DOCUMENT SECTION:

When I tell people of my own personal experience of schizophrenia - and my recovery from it - I am often told, "You should write a book". Well, I don't know if I can quite manage that - but, perhaps, an article, so here goes!

I first began to show signs of 'schizophrenia' in 1966, at the age of nineteen - yes, I am that old! I was admitted to my local psychiatric hospital - a large Victorian ex-workhouse with over one thousand patients. Believe it or not, I was to stay here for the next five years! In those days, once labelled you were banged-up for life. I had twenty-nine ECT's - I can remember each one of them, particularly those which were given without anaesthetic - and far too much insulin - administered both as 'insulin-shock' and as 'modified' insulin. Suffice it to say that, after about three or four years, I was a complete "zombie" and I finally lapsed into a catatonic state.

Strangely enough, on recovering from this phase of the illness, I looked around me, thought "Not for me", and did a "runner". I don't know quite what happened, but I realised that I had sunk as low as I could go, and something just told me that I had to get out of the system. If I didn't, I would be institutionalised for life.

Subsequently, I 'escaped' from a locked second-floor ward, caught a bus into town, told a pack of lies to the Social Security Department, and found myself a bedsit. Things could then only get better - which they did!

CHECK YOUR UNDERSTANDING:
a – In the personal account of schizophrenia and recovery, how many ECT treatments does the writer say they received?
b – Write the next part of the personal account of schizophrenia and recovery, picking up after its final sentence.

ENTRIES SHOWN:
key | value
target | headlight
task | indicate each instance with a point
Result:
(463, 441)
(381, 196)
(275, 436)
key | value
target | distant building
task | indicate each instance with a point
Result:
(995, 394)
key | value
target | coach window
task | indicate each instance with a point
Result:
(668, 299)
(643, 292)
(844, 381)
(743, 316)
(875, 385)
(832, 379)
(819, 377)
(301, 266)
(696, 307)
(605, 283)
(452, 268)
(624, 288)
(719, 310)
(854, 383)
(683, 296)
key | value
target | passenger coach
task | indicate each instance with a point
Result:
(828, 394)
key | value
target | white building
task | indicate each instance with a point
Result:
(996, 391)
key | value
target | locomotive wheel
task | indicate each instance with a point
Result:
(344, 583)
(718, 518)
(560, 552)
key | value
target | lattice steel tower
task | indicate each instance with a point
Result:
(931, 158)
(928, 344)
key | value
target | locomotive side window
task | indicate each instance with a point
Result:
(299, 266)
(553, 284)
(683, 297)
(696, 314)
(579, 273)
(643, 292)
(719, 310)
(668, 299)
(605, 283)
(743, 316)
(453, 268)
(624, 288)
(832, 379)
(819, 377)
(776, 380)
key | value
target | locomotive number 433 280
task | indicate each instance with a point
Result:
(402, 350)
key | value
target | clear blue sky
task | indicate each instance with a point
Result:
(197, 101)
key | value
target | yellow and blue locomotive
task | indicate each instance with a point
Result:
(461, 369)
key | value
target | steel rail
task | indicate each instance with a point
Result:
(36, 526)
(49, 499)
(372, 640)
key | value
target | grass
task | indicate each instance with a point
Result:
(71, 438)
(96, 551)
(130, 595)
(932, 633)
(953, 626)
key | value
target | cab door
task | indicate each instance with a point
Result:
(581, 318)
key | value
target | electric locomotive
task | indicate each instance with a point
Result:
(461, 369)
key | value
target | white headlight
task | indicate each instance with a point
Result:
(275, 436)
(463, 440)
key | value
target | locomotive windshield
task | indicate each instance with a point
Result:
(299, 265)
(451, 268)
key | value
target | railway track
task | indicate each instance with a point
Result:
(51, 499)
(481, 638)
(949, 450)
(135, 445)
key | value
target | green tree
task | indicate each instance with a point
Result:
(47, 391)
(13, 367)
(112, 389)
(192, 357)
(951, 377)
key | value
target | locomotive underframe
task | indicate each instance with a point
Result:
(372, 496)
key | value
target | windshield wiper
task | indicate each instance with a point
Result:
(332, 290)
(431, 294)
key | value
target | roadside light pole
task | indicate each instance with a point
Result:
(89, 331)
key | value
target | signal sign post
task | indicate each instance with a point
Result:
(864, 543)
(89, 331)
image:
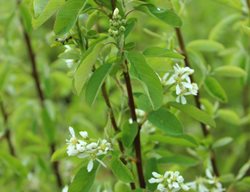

YOUR WRITTEN ANSWERS:
a – Twenty-nine.

b –
I married the following year (in some haste, I must admit) in order to gain a more secure lifestyle. Sadly, the marriage did not last, but it produced three lovely children - and my 'ex' and I stay friends to this day.

I have slowly rebuilt my life - there is no magic formula. When the going gets tough, I am reminded that it is a million times better than the life I would have had as a drugged-up institutionalised "zombie"!

I weaned myself off drugs when the children were small - I could not have taken proper care of them otherwise - and have been fortunate enough to stay stable (relatively!) since. I haven't, at least, needed formal psychiatric care of any sort. Nowadays I have a 'support system' of family and friends - and am also personally helped by religious belief.

Yes, there can be life after schizophrenia: in my own case, nearly thirty years of a very satisfying and rewarding (though not always easy) existence.